Written problem:
Answer these questions about the passage on shared business taxonomies:
1. What do different organizations need in order to communicate and share information?
2. Which two standards does the passage give as examples of game playing in the technology industry?
3. According to the passage, when is agreement achieved rapidly?

Document section:
□ □ □ □

And what if the different parts of a business process are not within just the one organisation? The different organisations need a shared taxonomy in order to communicate and share information, whether this is analysis and research documents or part numbers and ordering data. The promise of supply chain portals is predicated on a common categorisation of the items to be traded or shared. Gaining agreement on such common, linking components has in the past taken a great deal of time, with each player jockeying for position. The game playing familiar to those in the technology industry over the introduction of standards like DVD or, even worse, HTML, is identical to that in the development of electronic data interchange (EDI) and SGML standards. A format like XML may be ideally suited to the development of taxonomy standards (eg, topic maps), but history shows that agreement is only achieved rapidly when one player offers a de facto standard based on market or technical dominance.

□ □ □ □

Supplied data:
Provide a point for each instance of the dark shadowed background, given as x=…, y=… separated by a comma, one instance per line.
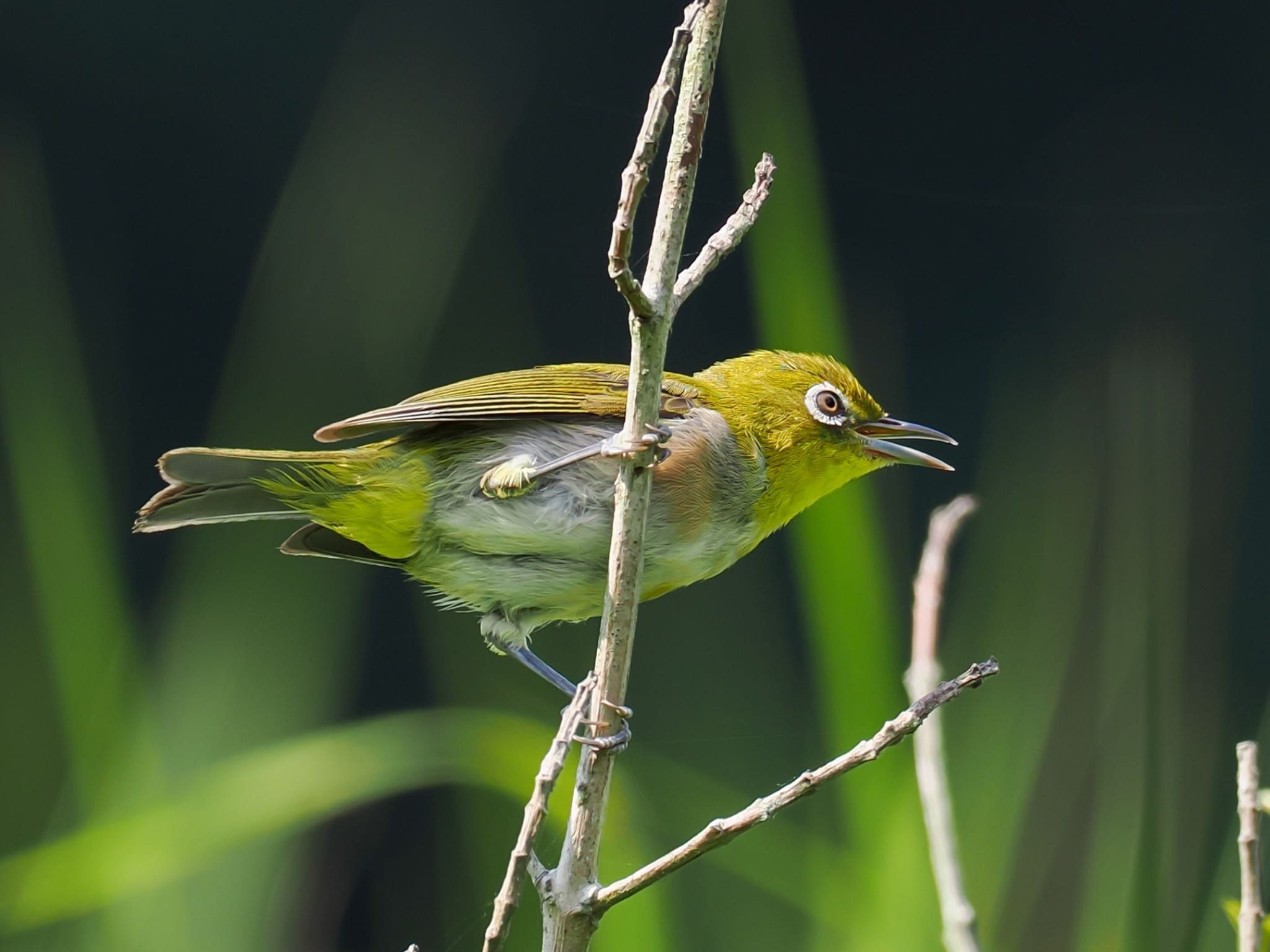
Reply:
x=1041, y=229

□ □ □ □

Completed task:
1. A shared taxonomy.
2. DVD and HTML.
3. When one player offers a de facto standard based on market or technical dominance.